- ФРАГМЕНТ ТЕКСТА
---
У меня множество способов передать то, что я задумал передать. Мне может прийти в голову образ "желе" для того, чтобы показать множество независимых частичек, объединившихся в одно целое, образовав вязкую податливую массу. Я могу сравнить с желе и автобусы, которые изначально существуют сами но себе, но, попав в пробку, становятся чем-то однородным, каким-то образом все-таки продвигаясь вперед. Словосочетание "автобусная пробка" передаст то же самое явление, но техническим языком, отчетливо обозначив происходящее. И если для описания автобусной пробки мне понадобилось дополнительное сравнение, значит я хочу передать и еще что-то, совершенно непередаваемое. Хочу передать какую-то подлинность живого ощущения, которое возникло у меня в автобусной пробке, которое, возможно, вернется ко мне во сне, быть может, мне показалось, что я задыхаюсь, и теперь я ищу для моего переживания подходящий образ. Глядя на все прибывающие машины, я могу с тоской представить себе прибывающую воду прилива. Может мне прийти в голову и образ ребуса (царящая вокруг неразбериха, которой необходимо найти решение), но ничто меня не натолкнет на воспоминание о желе. Связь желе и пробки чисто умозрительная. Ее основа — аналогия между значками, но реальной основы под ней нет. Мы можем совмещать любые значки, но не получим никакого прибытка от совмещения. При такой стилевой прихотливости фразам трудно взаимодействовать между собой. Они обособлены, как маленькие отдельно стоящие крепости. В таком тексте никогда не возникнуть лиризму, который, если мнение мое справедливо, есть эхо, которым отзывается фраза на фразу. Необходимую слитность тексту придают не идеи, не образы, не цепочки событий, а то единство ощущения, которое порождает образы. А образы, пусть самые разнородные, продлевают и множат действие. Стиль, в котором образы только словесные, обрывает текст на каждом шагу.

Образ, по-моему, что-то вроде транспортного средства и может повезти нас в две совершенно противоположные стороны, может в обобщенной форме, под фальшивой личиной довести до нас подлинность того, что хочет передать автор, или увести куда-то, сосредоточив на картинке, как это случается у Морана или в рассуждениях Морраса. В первом случае образ помогает сделать очевидным некое переживание или впечатление (в противовес реальному миру), во втором — сосредотачивает внимание на процессе сравнения. Поскольку в основе образности лежат разные типы чувствительности (у Морраса, например, образы едва заметны, скромны, часто строятся на метафорическом употреблении глагола и гораздо реже на сравнении), То мы не замечаем, что формирует их одинаковое движение мысли. Я вспоминаю одну статью из "Аксьон франсез" — воистину шедевр, — в которой "поток событий" предательски повлек за собой географические термины вроде "водораздела", "паводка" и других, но они только замедлили восприятие сути статьи, так как вызывали в воображении природные явления, плохо соотносясь с психологией, ради которой были привлечены. Аналогичный эффект я замечал иной раз и у Валери, построение рассуждения у него напоминает математический трактат, и его выводы по части психологии производят впечатление безупречных, но безупречность относится все-таки к математическим аналогиям, а не к той материи, о которой он трактует.
---
- ЗАДАНИЕ 1
С чем в тексте о стиле и образах сравниваются обособленные фразы при стилевой прихотливости?
- ЗАДАНИЕ 2
Допишите следующую часть текста о стиле и образах, начиная сразу после его последнего предложения.

- ИСХОДНЫЕ ДАННЫЕ
---
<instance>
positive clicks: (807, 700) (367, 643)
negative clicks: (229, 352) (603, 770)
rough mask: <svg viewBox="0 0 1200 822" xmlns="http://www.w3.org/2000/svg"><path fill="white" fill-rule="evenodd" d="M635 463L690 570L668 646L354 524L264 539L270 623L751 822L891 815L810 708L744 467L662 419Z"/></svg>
---
- ПИСЬМЕННЫЙ ОТВЕТ 1
С маленькими отдельно стоящими крепостями.

- ПИСЬМЕННЫЙ ОТВЕТ 2
Если привлеченный мной образ (понятие "образ" я употребляю в самом широком смысле) хоть в какой-то мере искажает то, что я стремлюсь передать, я не вижу смысла в этом образе; я не понимаю, как можно частичку истины заменить фальшью, пусть более эффектной на взгляд, но не содержащей и крупицы подлинности.

Совсем иное те образы, которые, произвольно выплывая из любой области человеческой деятельности, позволяют донести то непередаваемое, что ты уловил в явлении; в этом случае может понадобиться не просто более яркий, более конкретный, а не отвлеченный глагол, не сравнение, а целое отступление, как это бывает у Жироду, когда он ловит то неуловимое, что таится в атмосфере.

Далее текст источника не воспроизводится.